-- Extract to read --

###

There is a great deal to the criticism, and many prime ministers who would agree that the country’s electoral system makes it notoriously difficult to govern. The first Rabin government was felled in 1977 in large part because of Haredi parties’ anger over El Al flights on Shabbat. The right often complains that the Oslo peace process was only approved in the Knesset through Arab and Haredi votes and/or abstentions — that is, that the current system allows questions of existential significance for the entire body politic to be decided by minority groups that in some important ways do not always have the majority’s wellbeing at heart. Ungovernable, with the majority always dependent on the whims of various minorities, and indecisive when it comes to the fundamental questions of public life, from what to do with the West Bank to civil marriage and education reform — that’s the sad reputation of Israel’s much-maligned system of government.

Indeed, the voting method itself, with Knessets elected via nationwide party lists that closely mirror the cultural, ethnic and religious divides in Israeli society, seems to exacerbate Israelis’ tribal politics rather than dissipate it.

But there is more to Israel’s electoral system than meets the eye. It doesn’t just magnify the tribal divides; it allows Israeli society to mediate and manage them in ways that help prevent political violence. It forces majorities to pay heed to minorities — sometimes too much, sometimes not enough, but the simple fact that Haredim, religious-Zionists, Sephardi Jews, Russian-speakers, and so on and so forth all get a seat at the table, to the boundless frustration of prime ministers who resent the political juggling act this entails, has shaped some of the best features of Israeli society, from its cohesion to its very democracy.

Tribes

At the ballot box, Israelis are tribal. How an Israeli votes correlates more with their grandparents’ country of origin than with their most obvious socioeconomic interest. Sephardi and Mizrahi Jews, hailing from the Arab and Muslim worlds, vote for the political right by a landslide. Ashkenazi Jews of European extraction lean dramatically to the left. Russian speakers lean heavily to the right. Ultra-Orthodox Jews, themselves divided politically into Ashkenazi and Sephardi camps, each with its own parties, school systems and distinct political agendas, form another electoral tribe. As do the religious-Zionists, the “knit kippas” whose politics are in some ways more right-wing than the Haredim — on security and settlements, for example — and in others more liberal — on religious and social questions.

Thus in the 2015 elections, in the southern city of Beersheba, heavily Sephardi and with a large Russian-speaking minority, right-wing mainstay Likud beat left-wing mainstay Zionist Union by 38% to 12%, with rightist Russian-speaking Yisrael Beytenu taking another 12%. Meanwhile, nearby Omer, a majority-Ashkenazi town that is also, and not coincidentally, Beersheba’s wealthiest suburb, leaned decisively in the other direction (Zionist Union 38%, Likud 22%, Yesh Atid 15%).

###

Part of a data file:
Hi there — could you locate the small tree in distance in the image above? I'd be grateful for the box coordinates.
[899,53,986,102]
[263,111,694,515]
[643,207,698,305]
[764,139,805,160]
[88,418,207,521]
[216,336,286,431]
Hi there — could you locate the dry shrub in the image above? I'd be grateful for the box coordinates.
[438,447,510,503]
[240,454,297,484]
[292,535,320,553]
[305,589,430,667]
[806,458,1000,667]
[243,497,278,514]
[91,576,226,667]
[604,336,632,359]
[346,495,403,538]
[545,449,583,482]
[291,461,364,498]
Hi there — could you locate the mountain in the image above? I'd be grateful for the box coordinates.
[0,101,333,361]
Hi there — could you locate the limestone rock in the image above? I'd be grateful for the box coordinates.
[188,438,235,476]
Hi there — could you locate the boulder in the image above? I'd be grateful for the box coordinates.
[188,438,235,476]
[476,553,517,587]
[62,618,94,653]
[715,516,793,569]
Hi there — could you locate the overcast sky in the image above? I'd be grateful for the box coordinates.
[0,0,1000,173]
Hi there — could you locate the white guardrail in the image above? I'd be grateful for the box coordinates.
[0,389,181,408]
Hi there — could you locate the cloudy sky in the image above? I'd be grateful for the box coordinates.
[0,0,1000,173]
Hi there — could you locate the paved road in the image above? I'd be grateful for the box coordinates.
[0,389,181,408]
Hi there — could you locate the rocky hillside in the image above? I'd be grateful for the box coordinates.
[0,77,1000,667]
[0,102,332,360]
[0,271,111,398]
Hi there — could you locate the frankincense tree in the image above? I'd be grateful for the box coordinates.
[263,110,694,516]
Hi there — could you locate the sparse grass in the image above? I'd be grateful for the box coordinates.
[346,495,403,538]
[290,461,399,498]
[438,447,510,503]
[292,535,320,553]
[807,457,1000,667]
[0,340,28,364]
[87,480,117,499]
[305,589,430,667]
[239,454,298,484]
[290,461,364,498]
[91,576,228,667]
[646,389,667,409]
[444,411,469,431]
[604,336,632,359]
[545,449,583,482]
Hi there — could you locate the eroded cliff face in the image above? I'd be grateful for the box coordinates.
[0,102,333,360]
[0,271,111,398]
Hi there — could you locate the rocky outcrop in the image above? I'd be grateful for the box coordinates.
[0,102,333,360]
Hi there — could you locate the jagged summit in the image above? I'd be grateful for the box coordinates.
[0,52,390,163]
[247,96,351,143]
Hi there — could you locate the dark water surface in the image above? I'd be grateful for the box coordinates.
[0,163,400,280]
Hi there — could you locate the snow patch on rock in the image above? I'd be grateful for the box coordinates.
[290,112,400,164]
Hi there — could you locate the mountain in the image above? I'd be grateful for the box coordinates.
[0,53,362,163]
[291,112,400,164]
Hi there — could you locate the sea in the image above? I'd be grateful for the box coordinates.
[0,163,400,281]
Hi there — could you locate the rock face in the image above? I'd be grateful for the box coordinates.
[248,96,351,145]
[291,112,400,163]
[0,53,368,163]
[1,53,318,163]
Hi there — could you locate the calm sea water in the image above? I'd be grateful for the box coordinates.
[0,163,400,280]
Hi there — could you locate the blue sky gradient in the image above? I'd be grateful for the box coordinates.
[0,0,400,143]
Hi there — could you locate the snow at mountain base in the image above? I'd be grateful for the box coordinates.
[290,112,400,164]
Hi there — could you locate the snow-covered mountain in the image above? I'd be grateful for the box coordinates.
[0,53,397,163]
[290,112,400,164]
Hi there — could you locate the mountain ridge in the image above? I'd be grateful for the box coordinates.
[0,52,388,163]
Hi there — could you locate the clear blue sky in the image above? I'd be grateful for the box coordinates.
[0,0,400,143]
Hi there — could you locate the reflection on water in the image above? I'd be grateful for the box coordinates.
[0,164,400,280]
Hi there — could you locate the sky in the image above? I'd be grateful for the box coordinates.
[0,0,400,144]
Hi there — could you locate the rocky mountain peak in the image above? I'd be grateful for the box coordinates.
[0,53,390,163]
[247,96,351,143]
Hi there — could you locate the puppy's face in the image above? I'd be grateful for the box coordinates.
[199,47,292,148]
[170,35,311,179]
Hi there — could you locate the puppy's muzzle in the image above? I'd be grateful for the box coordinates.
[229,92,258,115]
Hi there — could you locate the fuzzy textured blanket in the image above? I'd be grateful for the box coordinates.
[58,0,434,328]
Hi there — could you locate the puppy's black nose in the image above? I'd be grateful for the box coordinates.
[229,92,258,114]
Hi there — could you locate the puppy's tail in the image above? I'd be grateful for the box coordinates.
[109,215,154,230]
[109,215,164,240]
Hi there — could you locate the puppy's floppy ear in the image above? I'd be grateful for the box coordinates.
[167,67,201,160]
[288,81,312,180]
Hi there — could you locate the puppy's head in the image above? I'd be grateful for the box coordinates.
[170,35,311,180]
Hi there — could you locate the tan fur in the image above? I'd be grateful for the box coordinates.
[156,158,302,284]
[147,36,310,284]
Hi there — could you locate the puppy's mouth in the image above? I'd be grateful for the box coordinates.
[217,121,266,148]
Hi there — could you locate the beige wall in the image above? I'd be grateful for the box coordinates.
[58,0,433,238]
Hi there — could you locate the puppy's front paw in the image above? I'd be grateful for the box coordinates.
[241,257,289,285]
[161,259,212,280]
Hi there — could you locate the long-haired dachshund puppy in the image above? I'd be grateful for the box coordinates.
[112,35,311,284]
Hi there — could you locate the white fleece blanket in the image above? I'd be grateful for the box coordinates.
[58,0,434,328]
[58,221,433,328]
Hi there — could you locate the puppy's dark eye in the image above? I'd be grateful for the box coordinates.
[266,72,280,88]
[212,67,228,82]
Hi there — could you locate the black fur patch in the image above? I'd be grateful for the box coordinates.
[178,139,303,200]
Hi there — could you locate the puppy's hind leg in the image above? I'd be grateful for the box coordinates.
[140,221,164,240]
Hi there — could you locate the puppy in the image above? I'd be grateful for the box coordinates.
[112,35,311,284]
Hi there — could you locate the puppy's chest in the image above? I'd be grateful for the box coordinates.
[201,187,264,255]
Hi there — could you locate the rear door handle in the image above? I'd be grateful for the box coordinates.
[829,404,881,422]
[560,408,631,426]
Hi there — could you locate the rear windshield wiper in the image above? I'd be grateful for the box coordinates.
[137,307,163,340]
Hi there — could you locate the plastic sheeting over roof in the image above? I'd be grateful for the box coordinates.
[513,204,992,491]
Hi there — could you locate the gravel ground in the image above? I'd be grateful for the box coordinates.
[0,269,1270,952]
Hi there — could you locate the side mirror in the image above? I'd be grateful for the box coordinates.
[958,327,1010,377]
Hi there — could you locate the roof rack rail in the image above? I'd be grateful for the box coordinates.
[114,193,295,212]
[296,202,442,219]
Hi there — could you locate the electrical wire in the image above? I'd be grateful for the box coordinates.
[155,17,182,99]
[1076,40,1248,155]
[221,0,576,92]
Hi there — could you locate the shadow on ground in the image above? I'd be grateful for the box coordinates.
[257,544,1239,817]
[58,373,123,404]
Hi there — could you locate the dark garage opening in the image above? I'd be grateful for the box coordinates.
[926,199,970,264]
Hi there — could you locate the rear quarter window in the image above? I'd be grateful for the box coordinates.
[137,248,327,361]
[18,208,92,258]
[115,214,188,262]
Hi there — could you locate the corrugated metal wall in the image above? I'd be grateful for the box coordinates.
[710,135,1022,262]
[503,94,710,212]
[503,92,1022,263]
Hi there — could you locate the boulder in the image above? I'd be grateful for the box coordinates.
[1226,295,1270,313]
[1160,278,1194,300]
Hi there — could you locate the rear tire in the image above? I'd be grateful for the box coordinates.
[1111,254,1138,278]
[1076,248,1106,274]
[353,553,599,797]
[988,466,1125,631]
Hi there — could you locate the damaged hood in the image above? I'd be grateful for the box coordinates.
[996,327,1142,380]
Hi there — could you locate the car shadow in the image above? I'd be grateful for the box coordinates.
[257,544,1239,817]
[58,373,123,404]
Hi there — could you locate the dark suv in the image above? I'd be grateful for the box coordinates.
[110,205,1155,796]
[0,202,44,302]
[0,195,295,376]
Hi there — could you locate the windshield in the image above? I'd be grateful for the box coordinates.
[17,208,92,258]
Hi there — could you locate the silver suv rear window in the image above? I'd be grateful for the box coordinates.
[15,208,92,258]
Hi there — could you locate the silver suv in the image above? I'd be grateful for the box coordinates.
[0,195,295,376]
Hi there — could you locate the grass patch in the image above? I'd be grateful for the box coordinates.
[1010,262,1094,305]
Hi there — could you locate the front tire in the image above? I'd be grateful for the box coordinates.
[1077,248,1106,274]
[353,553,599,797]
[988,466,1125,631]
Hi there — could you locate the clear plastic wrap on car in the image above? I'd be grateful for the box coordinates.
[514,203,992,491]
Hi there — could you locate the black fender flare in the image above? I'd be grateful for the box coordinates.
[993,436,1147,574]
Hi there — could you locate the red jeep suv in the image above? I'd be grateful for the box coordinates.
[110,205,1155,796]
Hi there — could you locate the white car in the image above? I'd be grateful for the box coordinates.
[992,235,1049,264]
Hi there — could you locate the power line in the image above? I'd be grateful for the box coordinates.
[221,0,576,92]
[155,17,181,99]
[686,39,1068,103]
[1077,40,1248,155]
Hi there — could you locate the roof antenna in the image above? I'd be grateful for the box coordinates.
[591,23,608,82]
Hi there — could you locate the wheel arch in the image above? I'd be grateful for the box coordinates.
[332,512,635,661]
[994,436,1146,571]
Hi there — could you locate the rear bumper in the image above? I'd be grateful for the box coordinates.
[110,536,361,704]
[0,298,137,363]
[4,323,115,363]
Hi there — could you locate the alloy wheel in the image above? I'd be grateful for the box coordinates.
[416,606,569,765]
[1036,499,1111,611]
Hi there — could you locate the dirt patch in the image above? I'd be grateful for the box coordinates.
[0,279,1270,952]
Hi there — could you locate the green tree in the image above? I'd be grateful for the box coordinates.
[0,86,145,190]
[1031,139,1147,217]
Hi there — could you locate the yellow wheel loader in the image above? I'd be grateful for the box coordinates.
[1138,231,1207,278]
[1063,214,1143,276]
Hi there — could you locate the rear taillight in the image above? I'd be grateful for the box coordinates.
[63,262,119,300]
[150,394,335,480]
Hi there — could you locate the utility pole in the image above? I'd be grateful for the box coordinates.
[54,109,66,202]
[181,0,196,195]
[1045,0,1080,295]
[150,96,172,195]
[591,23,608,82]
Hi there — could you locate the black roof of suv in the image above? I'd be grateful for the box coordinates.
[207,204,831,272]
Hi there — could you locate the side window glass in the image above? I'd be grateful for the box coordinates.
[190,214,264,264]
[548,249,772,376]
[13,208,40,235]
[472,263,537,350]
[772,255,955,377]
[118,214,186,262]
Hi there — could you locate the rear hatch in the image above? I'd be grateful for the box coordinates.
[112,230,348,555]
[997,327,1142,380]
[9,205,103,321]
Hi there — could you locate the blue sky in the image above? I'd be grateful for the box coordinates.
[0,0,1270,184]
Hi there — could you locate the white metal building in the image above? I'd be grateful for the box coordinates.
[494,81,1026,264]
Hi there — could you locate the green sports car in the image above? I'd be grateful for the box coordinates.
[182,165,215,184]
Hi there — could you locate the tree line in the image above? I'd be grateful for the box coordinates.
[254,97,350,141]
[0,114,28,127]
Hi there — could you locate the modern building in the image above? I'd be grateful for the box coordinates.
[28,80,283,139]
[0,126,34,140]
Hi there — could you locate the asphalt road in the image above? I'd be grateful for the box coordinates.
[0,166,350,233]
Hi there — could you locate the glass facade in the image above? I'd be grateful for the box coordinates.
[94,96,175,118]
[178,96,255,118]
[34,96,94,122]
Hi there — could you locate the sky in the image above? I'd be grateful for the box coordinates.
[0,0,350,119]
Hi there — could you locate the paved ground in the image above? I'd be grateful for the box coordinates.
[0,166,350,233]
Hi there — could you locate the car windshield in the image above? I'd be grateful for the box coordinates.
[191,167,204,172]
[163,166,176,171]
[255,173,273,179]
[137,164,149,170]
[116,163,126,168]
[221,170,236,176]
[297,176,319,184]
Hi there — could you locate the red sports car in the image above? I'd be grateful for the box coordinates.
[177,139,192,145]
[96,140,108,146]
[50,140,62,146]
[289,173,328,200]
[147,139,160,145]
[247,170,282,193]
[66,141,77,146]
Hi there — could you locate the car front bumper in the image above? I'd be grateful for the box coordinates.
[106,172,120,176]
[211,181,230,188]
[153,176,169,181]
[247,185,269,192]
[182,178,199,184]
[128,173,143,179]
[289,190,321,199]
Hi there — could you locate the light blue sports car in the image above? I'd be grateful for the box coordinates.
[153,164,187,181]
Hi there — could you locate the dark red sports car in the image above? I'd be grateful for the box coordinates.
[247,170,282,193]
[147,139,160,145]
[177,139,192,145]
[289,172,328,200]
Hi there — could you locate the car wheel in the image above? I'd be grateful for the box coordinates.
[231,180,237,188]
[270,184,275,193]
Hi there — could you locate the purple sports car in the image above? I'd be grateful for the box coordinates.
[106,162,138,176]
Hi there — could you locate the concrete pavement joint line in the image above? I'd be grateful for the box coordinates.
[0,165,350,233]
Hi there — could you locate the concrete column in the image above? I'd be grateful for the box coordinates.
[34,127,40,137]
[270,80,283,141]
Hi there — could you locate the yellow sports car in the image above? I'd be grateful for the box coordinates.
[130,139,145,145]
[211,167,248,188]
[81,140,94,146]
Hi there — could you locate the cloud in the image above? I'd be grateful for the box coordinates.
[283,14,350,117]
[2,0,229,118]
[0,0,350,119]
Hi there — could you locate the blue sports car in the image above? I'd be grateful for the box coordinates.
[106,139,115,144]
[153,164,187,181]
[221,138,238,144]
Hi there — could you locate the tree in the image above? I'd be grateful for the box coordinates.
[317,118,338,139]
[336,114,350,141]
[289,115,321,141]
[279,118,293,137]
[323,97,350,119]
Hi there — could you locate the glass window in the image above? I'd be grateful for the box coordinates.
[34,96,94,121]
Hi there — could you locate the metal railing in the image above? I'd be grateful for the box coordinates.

###

-- Given instruction --
According to the piece on Israel's electoral system, what was largely behind the fall of the first Rabin government in 1977?

-- The response --
Haredi parties' anger over El Al flights on Shabbat.